Point localization data
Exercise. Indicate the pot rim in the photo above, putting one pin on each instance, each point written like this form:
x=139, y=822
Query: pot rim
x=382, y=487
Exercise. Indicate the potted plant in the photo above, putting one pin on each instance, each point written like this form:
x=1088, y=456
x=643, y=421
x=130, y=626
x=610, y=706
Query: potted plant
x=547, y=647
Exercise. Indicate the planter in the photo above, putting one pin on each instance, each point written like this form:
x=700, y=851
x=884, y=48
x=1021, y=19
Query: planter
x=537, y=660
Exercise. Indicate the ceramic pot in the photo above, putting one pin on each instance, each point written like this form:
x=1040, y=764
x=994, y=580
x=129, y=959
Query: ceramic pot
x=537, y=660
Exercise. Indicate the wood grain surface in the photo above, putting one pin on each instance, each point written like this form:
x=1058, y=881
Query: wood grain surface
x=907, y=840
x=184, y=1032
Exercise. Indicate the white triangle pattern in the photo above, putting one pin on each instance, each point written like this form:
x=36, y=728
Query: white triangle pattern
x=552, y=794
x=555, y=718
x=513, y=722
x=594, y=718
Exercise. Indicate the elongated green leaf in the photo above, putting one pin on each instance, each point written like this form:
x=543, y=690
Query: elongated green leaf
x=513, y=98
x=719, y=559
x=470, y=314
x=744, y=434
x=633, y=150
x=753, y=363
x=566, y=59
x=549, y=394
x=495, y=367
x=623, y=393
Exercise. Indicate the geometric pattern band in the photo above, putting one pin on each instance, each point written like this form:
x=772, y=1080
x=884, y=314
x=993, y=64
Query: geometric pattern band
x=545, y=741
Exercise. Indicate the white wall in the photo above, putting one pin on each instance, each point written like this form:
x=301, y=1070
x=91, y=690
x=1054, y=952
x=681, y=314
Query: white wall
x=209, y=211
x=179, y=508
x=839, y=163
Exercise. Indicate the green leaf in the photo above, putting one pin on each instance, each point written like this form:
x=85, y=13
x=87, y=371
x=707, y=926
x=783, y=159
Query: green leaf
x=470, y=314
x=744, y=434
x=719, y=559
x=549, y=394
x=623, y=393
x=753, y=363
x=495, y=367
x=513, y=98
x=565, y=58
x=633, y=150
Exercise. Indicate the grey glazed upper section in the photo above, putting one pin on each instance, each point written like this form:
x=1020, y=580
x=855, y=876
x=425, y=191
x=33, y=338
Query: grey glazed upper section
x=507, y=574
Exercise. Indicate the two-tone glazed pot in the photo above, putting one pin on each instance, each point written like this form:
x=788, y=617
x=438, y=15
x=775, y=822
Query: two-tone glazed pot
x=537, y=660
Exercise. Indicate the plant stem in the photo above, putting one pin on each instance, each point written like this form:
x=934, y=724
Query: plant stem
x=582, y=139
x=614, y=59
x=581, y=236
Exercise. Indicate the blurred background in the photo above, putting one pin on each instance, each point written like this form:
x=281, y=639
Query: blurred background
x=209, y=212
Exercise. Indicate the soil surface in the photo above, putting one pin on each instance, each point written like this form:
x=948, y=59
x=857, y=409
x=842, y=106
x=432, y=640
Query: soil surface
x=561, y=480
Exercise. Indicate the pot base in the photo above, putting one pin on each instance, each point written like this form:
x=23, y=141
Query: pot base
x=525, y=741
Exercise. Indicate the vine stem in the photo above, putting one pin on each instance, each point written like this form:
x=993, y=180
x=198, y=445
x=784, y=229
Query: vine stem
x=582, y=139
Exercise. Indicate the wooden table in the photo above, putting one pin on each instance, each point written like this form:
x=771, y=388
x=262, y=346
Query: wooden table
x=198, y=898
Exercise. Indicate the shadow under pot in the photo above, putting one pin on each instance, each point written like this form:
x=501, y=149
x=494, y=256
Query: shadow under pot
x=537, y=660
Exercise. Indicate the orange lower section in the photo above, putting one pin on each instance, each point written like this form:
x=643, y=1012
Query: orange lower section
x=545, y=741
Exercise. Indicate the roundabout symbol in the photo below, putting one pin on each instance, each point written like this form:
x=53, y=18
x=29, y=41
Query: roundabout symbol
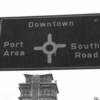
x=49, y=48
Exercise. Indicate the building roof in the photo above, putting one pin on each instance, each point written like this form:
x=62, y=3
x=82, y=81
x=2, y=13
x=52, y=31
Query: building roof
x=41, y=76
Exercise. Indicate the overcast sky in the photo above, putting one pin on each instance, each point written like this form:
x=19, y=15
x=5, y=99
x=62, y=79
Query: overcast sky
x=72, y=84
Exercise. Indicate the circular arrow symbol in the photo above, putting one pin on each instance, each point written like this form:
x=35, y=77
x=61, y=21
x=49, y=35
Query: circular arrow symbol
x=49, y=48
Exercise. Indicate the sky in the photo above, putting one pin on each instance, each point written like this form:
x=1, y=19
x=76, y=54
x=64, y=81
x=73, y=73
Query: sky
x=72, y=84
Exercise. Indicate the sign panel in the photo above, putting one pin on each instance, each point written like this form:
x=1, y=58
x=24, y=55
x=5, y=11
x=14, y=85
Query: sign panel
x=50, y=42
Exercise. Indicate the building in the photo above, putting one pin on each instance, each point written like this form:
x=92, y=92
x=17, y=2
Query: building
x=38, y=87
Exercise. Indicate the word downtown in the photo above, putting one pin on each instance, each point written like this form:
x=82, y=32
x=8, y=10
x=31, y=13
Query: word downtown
x=50, y=24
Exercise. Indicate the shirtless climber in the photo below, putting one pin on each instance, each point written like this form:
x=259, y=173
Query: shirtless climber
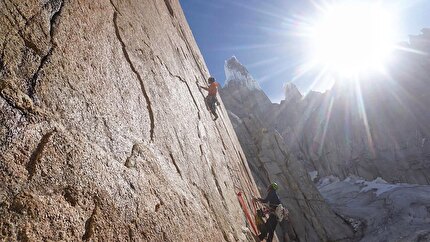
x=211, y=99
x=273, y=201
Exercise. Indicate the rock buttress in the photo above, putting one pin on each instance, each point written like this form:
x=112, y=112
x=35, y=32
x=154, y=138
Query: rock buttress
x=104, y=133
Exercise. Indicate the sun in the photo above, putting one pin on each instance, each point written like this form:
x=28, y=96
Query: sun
x=352, y=38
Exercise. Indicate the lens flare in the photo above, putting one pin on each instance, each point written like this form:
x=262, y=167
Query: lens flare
x=352, y=38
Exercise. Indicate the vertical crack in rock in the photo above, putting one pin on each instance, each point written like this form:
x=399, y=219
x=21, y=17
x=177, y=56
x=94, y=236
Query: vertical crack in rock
x=176, y=165
x=222, y=140
x=183, y=81
x=133, y=68
x=33, y=80
x=114, y=7
x=17, y=9
x=53, y=22
x=169, y=7
x=37, y=154
x=90, y=224
x=217, y=183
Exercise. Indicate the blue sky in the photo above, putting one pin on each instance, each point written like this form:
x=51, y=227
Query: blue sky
x=262, y=35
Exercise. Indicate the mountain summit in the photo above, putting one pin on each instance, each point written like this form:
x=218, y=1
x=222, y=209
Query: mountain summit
x=237, y=75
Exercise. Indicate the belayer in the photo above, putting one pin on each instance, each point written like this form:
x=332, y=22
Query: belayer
x=276, y=211
x=211, y=99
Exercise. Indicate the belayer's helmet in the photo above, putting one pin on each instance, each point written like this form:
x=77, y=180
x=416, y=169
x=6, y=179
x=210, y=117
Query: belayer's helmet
x=273, y=186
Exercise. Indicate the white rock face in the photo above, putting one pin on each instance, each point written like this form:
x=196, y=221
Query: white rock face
x=104, y=132
x=382, y=211
x=269, y=159
x=237, y=74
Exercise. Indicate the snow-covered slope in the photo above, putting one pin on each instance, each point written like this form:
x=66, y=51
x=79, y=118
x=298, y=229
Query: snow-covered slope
x=383, y=211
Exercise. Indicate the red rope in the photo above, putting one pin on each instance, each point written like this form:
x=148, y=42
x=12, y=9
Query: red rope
x=245, y=210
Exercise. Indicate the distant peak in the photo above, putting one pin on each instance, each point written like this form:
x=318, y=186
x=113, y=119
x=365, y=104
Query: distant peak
x=291, y=92
x=236, y=73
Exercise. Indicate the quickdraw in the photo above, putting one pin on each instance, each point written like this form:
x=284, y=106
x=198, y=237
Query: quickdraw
x=247, y=214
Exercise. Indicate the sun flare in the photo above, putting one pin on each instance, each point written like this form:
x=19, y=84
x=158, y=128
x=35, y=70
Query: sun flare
x=349, y=39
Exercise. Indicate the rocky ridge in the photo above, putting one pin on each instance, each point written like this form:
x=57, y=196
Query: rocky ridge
x=311, y=218
x=104, y=133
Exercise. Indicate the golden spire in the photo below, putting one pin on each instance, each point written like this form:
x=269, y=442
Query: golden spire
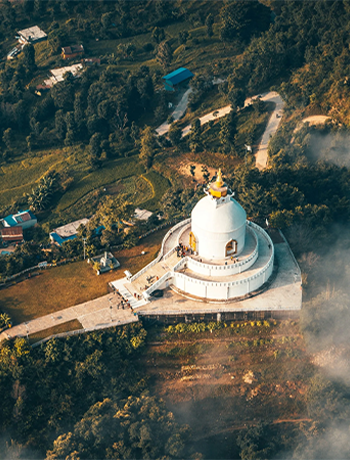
x=219, y=181
x=218, y=188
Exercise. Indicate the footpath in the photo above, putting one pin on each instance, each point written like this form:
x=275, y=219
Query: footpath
x=100, y=313
x=107, y=311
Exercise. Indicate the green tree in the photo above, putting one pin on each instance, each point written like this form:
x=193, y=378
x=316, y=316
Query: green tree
x=147, y=147
x=29, y=58
x=209, y=22
x=7, y=138
x=164, y=54
x=158, y=34
x=175, y=134
x=183, y=37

Prompt:
Some lines above hold the word "below". Copy all of them.

Task output:
Exercise. Indicate the roundabout symbol in the photo below, putting one pin on each instance, each point written like this form:
Exercise. Indicate the shirtless climber in the photo below, putting one pin on each instance, each point written like this form:
Exercise. Indicate the golden spire in the photo below, putting one pin on each instance, each point written like this form:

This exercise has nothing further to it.